**Aim of the task:** Can you express every line of the listing below as a JSON list of strings, with one string per line and blank lines left out?

Dataset rows on where objects appear:

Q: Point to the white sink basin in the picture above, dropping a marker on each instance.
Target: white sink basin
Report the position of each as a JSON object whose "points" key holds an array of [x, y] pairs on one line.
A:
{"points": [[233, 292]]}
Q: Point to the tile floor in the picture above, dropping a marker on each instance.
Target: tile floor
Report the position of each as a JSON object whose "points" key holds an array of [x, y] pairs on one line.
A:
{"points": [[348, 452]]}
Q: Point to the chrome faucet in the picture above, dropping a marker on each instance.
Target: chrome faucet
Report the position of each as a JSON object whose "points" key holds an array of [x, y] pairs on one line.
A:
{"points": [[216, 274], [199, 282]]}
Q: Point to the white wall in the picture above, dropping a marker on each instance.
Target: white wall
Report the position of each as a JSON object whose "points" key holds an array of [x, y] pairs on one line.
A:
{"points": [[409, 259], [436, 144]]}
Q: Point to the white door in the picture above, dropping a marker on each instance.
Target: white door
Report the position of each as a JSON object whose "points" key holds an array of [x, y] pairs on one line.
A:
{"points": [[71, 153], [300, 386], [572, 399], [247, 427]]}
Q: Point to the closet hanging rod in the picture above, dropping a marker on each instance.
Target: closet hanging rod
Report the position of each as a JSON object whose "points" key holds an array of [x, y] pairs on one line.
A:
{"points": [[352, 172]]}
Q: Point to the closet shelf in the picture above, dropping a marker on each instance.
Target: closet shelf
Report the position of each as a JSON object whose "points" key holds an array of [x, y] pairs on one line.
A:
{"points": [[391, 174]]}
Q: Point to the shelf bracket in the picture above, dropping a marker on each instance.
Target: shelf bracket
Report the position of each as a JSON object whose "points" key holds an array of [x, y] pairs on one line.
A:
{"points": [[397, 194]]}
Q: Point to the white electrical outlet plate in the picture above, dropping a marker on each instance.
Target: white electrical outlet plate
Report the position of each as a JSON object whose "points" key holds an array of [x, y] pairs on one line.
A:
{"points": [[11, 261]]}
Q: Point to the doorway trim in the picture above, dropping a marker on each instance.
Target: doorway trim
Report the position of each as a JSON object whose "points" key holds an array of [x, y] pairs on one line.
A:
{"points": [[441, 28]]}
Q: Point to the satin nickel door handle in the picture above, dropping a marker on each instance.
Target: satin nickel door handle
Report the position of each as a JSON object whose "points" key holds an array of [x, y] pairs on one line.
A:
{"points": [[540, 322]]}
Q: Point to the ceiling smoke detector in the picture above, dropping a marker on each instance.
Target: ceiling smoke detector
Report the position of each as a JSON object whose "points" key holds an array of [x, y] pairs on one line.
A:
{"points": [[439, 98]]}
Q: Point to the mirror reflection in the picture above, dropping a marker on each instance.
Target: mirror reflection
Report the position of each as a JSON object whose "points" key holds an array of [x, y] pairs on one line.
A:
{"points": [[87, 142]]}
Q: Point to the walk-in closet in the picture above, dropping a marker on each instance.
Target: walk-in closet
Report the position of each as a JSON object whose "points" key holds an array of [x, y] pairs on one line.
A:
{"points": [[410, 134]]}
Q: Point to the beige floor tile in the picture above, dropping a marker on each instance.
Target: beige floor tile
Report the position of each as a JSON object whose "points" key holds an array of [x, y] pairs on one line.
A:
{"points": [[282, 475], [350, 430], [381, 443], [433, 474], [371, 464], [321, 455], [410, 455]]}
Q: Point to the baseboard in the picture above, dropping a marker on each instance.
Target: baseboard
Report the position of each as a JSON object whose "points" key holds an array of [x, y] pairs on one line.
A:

**Exercise output:**
[
  "Q: Point to the white sink basin in the picture above, dropping a marker on each instance.",
  "Target: white sink basin",
  "Report the position of each as a JSON object whose \"points\" key holds an array of [x, y] pairs on one line.",
  "A:",
  "{\"points\": [[233, 292]]}",
  "Q: Point to the tile floor in the picture above, dropping a marker on each instance.",
  "Target: tile floor",
  "Report the position of each as a JSON object whose \"points\" key holds an array of [x, y] pairs on one line.",
  "A:",
  "{\"points\": [[348, 452]]}",
  "Q: Point to the chrome faucet in the picture above, dropping a marker on each instance.",
  "Target: chrome faucet",
  "Report the position of each as a JSON object whose \"points\" key holds an array of [x, y] pairs on one line.",
  "A:",
  "{\"points\": [[216, 274], [199, 282]]}",
  "Q: Point to the white wall in the picture above, dropping a marker on each instance.",
  "Target: white wall",
  "Report the position of each as a JSON object whose \"points\" key holds an array of [x, y] pairs on one line.",
  "A:",
  "{\"points\": [[409, 259], [436, 144]]}",
  "Q: Point to the white door in the picture above, dropping a marker on each instance.",
  "Target: white door",
  "Report the position of each as a JSON object whose \"points\" key holds an array of [x, y] pairs on one line.",
  "A:",
  "{\"points\": [[71, 153], [300, 386], [572, 399], [247, 427]]}",
  "Q: Point to the closet hanging rod in the picture above, dropping a marker on each instance.",
  "Target: closet hanging rod",
  "Report the position of each as a JSON object whose \"points\" key holds an array of [x, y] pairs on one line.",
  "A:",
  "{\"points\": [[352, 172]]}",
  "Q: Point to the closet shelf in the picture above, dropping a marker on each instance.",
  "Target: closet shelf",
  "Report the position of each as a JSON object whose \"points\" key holds an array of [x, y] pairs on one line.",
  "A:",
  "{\"points\": [[391, 174]]}",
  "Q: Point to the shelf bracket in the picture above, dropping a marker on each instance.",
  "Target: shelf bracket",
  "Report the position of each as a JSON object whose \"points\" key holds an array of [x, y] pairs on one line.",
  "A:",
  "{\"points\": [[397, 194]]}",
  "Q: Point to the white electrical outlet plate in the picture above, dropping a marker on each instance.",
  "Target: white electrical outlet plate",
  "Report the position of each as a JSON object whose \"points\" key holds an array of [x, y] pairs on one line.",
  "A:",
  "{\"points\": [[11, 261]]}",
  "Q: Point to the doorway trim in the picture above, dropping a marker on each instance.",
  "Target: doorway trim",
  "Report the position of each as a JSON object whose \"points\" key holds an array of [x, y] pairs on one line.",
  "A:",
  "{\"points\": [[441, 28]]}",
  "Q: Point to the satin nickel door handle in the picture above, dropping a marker on each instance.",
  "Target: satin nickel door handle",
  "Report the position of each as a JSON object whose \"points\" key holds an array of [x, y] pairs on one line.",
  "A:",
  "{\"points\": [[540, 322]]}",
  "Q: Point to the ceiling smoke detector in the picture above, dropping a marker on each instance.",
  "Target: ceiling smoke detector",
  "Report the position of each as a JSON object whose \"points\" key holds an array of [x, y] pairs on one line.",
  "A:",
  "{\"points\": [[439, 98]]}",
  "Q: Point to the mirror reflection in the picture above, dropping a marker on each instance.",
  "Target: mirror reflection",
  "Report the position of each as a JSON object whose \"points\" key holds an array of [x, y] pairs on one line.",
  "A:",
  "{\"points\": [[87, 142]]}",
  "Q: Point to the walk-in closet in the picture above, dropping a marker on each instance.",
  "Target: walk-in closet",
  "Report the position of each as a JSON object whose \"points\" key holds an array of [x, y] pairs on one line.",
  "A:",
  "{\"points\": [[410, 134]]}",
  "Q: Point to the beige floor tile in the picture above, dropping a marker on each instance.",
  "Target: beige floor tile",
  "Report the position of each as a JSON object whose \"points\" key holds an array of [x, y] pairs on one line.",
  "A:",
  "{\"points\": [[282, 475], [350, 430], [381, 443], [433, 474], [371, 464], [321, 455], [410, 455]]}",
  "Q: Point to the baseboard in the picture above, dropping a marker on each instance.",
  "Target: baseboard",
  "Report the position of each as a JSON object whose \"points\" key holds an array of [x, y] pairs on one line.",
  "A:"
]